— Instruction A —
Answer these questions from the Vietnam War comments:
(i) Which two men does the text say deserve credit for the longer-term strategic victory over world-wide communism?
(ii) By how many days was the writer's tour of duty extended because of the north's 1972 spring offensive?
(iii) How late were B-52 crews bombing Hanoi and Haiphong, according to the text?
— Instruction B —
Copy word for word the portion of the Vietnam War comments between "The answer is" and "country before ideology.", inclusive.

— Passage provided —
========================================================================

The answer is yes. It is too much to ask. It is too much to ask that particular crowd to not be narcisisstic. It is too much to ask that they put country before ideology.
Way too much to ask.
In fact the US did not lose the strategic war in southeast asia. Through Korea and Vietnam, the US stopped the spread of communism. While the communist genocide in South Vietnam and Cambodia were tragic, and probably avoidable, both Westmoreland and Nixon deserve credit for the larger longer-term strategic victory over world-wide communism. An article by Thomas Lipscom on this very point derserves a full read:
http://www.humaneventsonline.com/article.php?id=7375
I haven't finished the article yet (I will, and in general you can consider me a John Harriman fan) but there's a point of fact I feel needs to be corrected. Harriman states: "[I]n 1973, America withdrew its last combat soldiers from South Vietnam, where no significant fighting had gone on for a two years or so." My tour of duty in 'Nam was extended by 90 days due to the north's 1972 spring offensive. Only blind luck kept me from dying on a C-130 that was shot down at the Kontum airbase in May of that year -- I'd left on an earlier flight almost 10 minutes earlier. Not long after that, my good friend William Page, who I mention now and then on my blog, was airlifted out of a nearby firebase just before it was overrun by NVA troops. The South Vietnamese, with a lot of help from the U.S., were finally able to repel the '72 offensive and things were under control enough by August that my tour wasn't extended a second time, which looked quite possible for a while. If I could find some good articles to link to (Ok, so call me lazy for not looking them up) I'd also remind you that our B-52 crews were bombing the hell out of Hanoi and Haiphong as late as December of '72. Again, consider me a John Harriman fan, and I do appreciate the series of essays he's sent you -- I just wish he wouldn't make it sound like anyone who missed Ia Drang and the '68 Tet offensive missed the whole war.

========================================================================

— Recorded data —
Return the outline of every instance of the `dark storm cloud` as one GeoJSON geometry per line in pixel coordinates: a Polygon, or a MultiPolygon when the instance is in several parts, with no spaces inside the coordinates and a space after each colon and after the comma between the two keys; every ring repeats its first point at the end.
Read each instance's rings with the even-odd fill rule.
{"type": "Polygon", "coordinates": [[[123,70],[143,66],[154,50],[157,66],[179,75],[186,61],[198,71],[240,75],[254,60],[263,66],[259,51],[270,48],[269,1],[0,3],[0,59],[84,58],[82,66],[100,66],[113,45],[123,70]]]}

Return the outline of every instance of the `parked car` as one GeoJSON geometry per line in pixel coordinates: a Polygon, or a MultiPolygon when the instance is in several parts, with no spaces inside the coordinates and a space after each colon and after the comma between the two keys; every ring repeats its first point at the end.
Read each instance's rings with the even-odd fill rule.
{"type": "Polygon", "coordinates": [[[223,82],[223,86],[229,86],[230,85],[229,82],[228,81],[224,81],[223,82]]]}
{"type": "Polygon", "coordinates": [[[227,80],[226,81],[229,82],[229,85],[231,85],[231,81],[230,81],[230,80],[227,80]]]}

========================================================================

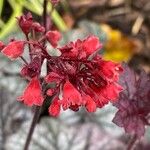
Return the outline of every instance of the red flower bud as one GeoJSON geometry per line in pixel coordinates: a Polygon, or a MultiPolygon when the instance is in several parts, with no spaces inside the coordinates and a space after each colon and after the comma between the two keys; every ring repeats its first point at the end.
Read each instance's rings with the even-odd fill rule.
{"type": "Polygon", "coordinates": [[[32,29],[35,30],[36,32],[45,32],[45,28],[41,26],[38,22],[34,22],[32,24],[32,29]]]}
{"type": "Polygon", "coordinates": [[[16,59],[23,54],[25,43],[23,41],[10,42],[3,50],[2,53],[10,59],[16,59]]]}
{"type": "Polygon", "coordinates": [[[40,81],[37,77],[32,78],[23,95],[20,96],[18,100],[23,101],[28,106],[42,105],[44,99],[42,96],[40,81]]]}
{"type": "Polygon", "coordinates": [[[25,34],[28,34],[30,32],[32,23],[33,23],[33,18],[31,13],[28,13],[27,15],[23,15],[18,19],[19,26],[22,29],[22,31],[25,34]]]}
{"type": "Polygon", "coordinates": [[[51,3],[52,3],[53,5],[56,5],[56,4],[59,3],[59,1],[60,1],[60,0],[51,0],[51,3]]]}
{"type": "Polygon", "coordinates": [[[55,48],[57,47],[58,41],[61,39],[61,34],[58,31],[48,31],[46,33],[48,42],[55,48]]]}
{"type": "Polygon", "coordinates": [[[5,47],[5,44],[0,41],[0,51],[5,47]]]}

========================================================================

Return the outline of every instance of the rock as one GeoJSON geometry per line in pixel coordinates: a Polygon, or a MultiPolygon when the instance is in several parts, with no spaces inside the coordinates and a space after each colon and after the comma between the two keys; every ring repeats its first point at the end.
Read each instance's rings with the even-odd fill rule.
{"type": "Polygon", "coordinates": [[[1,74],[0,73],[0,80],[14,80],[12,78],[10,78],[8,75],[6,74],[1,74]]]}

========================================================================

— Correct response A —
(i) Westmoreland and Nixon
(ii) 90 days
(iii) As late as December of '72

— Correct response B —
The answer is yes. It is too much to ask. It is too much to ask that particular crowd to not be narcisisstic. It is too much to ask that they put country before ideology.